# Texto fornecido
Perante a crise ideológica da I República, com os políticos incapazes em aplicar os princípios e programas, Leonardo expõe e desenvolve «uma doutrina democratista, um pensamento político original e autónomo, que inteiramente se distingue do republicanismo dos seus contemporâneos e compartidários. Raras vezes se prestou a devida justiça à iniciativa isolada deste doutrinador».
Comentando a passagem "rápida e fulgurante" de Leonardo como ministro da Instrução Publica em 1919 e 1923, e a sua luta contra todas as forças da oposição, o que gerou a Questão Universitária e «que proferisse na Câmara de Deputados a sua obra prima de eloquência parlamentar» considera, e é sempre uma lição para nós este "morrer para renascer", que «Leonardo Coimbra perdeu a questão universitária. Nem a Faculdade de Letras foi transferida de Coimbra para o Porto, nem foi dada execução à reforma de estudos filosóficos. A cidade do Porto, berço do Infante D. Henrique, obteve, porém, um benefício para a sua Universidade: a existência de uma Faculdade de Letras, de que Leonardo Coimbra foi mestre, ou melhor, grão mestre. Leonardo Coimbra teve de passar pelo ministério para chegar ao magistério, e para reconhecer que a escala de valores consentida pelos políticos seus contemporâneos estava na razão inversa da ordem tradicional.»

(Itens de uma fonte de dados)
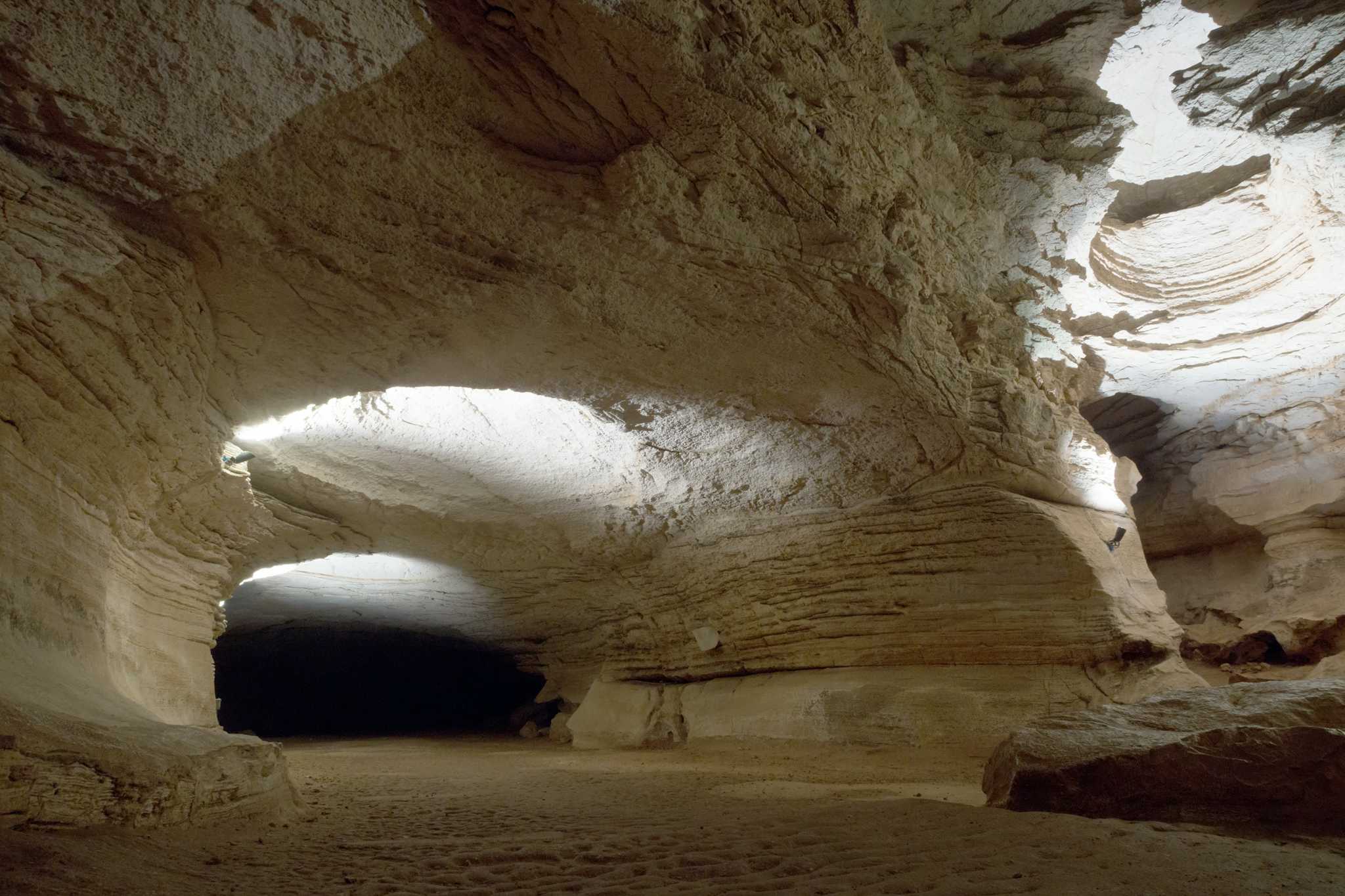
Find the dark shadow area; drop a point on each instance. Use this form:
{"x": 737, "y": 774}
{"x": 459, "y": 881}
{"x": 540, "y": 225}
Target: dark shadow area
{"x": 359, "y": 680}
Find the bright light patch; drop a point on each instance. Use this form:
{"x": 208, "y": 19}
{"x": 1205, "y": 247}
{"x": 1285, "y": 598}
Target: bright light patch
{"x": 1094, "y": 476}
{"x": 273, "y": 427}
{"x": 265, "y": 572}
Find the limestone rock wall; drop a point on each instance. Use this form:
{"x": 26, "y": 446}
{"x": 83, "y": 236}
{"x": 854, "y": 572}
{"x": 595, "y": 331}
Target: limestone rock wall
{"x": 775, "y": 251}
{"x": 1210, "y": 292}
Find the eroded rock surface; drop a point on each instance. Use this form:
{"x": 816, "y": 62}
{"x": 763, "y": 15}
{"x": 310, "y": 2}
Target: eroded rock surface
{"x": 1247, "y": 753}
{"x": 802, "y": 297}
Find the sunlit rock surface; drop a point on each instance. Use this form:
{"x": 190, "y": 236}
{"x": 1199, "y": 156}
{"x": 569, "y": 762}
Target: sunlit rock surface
{"x": 1248, "y": 753}
{"x": 1210, "y": 292}
{"x": 783, "y": 313}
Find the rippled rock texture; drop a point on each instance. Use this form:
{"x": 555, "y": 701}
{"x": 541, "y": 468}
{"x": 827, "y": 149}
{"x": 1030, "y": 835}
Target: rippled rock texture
{"x": 790, "y": 299}
{"x": 1248, "y": 753}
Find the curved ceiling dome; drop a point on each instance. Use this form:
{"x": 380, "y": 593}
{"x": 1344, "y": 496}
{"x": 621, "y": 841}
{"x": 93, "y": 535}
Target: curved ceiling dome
{"x": 1227, "y": 249}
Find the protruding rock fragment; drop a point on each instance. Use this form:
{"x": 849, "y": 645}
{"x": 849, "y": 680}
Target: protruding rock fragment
{"x": 707, "y": 639}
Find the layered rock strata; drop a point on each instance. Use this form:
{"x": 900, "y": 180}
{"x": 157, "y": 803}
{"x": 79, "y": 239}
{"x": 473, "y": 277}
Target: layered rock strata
{"x": 761, "y": 245}
{"x": 1248, "y": 753}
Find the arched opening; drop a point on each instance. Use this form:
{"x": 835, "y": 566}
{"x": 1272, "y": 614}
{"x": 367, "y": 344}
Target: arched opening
{"x": 355, "y": 645}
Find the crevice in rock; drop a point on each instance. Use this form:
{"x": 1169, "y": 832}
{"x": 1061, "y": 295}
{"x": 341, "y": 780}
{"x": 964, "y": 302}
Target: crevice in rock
{"x": 1183, "y": 191}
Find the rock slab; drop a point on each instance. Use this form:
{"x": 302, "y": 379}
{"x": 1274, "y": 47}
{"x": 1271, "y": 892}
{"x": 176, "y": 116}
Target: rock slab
{"x": 1248, "y": 753}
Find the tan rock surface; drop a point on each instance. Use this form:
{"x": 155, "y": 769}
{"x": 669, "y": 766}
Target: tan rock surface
{"x": 803, "y": 300}
{"x": 431, "y": 817}
{"x": 1271, "y": 752}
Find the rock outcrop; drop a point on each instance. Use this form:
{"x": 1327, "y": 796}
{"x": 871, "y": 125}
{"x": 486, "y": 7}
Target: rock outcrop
{"x": 1248, "y": 753}
{"x": 795, "y": 305}
{"x": 1210, "y": 292}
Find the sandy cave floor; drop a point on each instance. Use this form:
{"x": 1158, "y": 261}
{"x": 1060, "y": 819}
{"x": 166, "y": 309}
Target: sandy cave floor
{"x": 506, "y": 816}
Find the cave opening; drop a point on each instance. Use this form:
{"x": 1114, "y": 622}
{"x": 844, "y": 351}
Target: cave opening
{"x": 347, "y": 647}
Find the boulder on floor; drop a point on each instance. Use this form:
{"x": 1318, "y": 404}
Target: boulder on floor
{"x": 1248, "y": 753}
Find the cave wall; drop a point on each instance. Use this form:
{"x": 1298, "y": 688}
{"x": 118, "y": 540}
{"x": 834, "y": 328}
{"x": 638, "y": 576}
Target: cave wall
{"x": 759, "y": 241}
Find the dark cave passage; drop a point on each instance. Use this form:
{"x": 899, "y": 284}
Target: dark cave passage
{"x": 354, "y": 679}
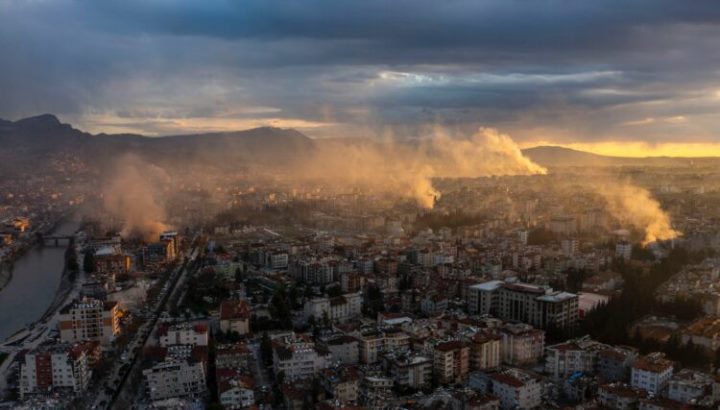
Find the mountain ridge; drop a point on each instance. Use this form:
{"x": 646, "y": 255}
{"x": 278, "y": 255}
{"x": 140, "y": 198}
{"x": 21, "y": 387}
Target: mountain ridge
{"x": 45, "y": 133}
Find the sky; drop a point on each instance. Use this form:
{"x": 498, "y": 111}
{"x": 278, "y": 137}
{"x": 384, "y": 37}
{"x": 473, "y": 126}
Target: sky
{"x": 634, "y": 77}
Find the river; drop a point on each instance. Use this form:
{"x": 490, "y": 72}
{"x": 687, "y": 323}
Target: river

# Tarefas a realizar
[a] Resuma em duas frases o texto sobre Leonardo Coimbra.
[b] Prossiga o texto sobre Leonardo Coimbra a partir da última frase apresentada.

# Respostas por tarefa
[a] Perante a crise ideológica da I República, Leonardo Coimbra desenvolveu uma doutrina democratista, um pensamento político original e autónomo que se distingue do republicanismo dos seus contemporâneos. Como ministro da Instrução Pública em 1919 e 1923, perdeu a Questão Universitária, mas a cidade do Porto obteve uma Faculdade de Letras, de que ele foi mestre.

[b]
Aluno directo de Leonardo, Álvaro Ribeiro saberá descrever bem a originalidade do funcionamento da Faculdade de Letras e o magistério de Leonardo. E embora não mencionando os aspectos tão valiosos da sua doutrinação juvenil anarquista, fraternalista, republicana, espiritualista, que se manifestaram em tantos artigos na Nova Silva e na A Águia, sem dúvida que o resumirá bem, ainda que com algum acanhamento da sua universalidade, no último parágrafo da sua comunicação:
«A experiência política de Leonardo que fim do pessimismo anarquista ao misticismo cristão, mediante um democratismo original e singular, não seguiu uma carreira rectilínea, desenhada pela vontade estóica na cidade cosmopolita e geométrica; mais se assemelha a uma curva descrita pela ansiosa procura da equação entre o amor humano e o amor divino. Na ordem da eticidade, todos os actos políticos de Leonardo Coimbra exprimem a mais elevada intenção do filósofo, sem quebra de coerência, sem mancha de oportunismos, embora numa linha de públicos insucessos e de privados desgostos.»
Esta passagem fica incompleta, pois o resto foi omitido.